(Objetivo): Reúna todas as linhas abaixo em que aparece a palavra "side".

______

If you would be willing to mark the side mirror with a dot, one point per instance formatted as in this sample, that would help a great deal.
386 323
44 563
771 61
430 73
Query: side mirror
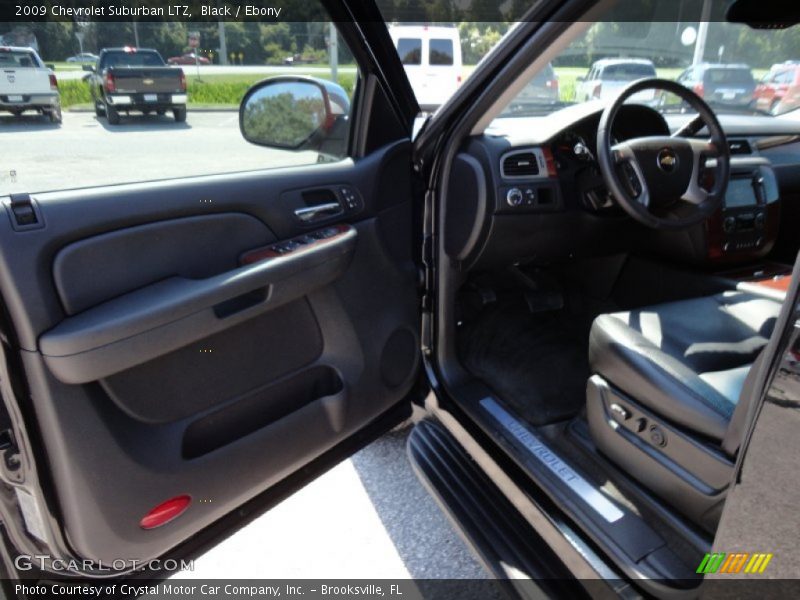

______

(Resposta escrita):
If you would be willing to mark the side mirror with a dot, one point per instance formatted as in this sample, that would help a great deal.
Query: side mirror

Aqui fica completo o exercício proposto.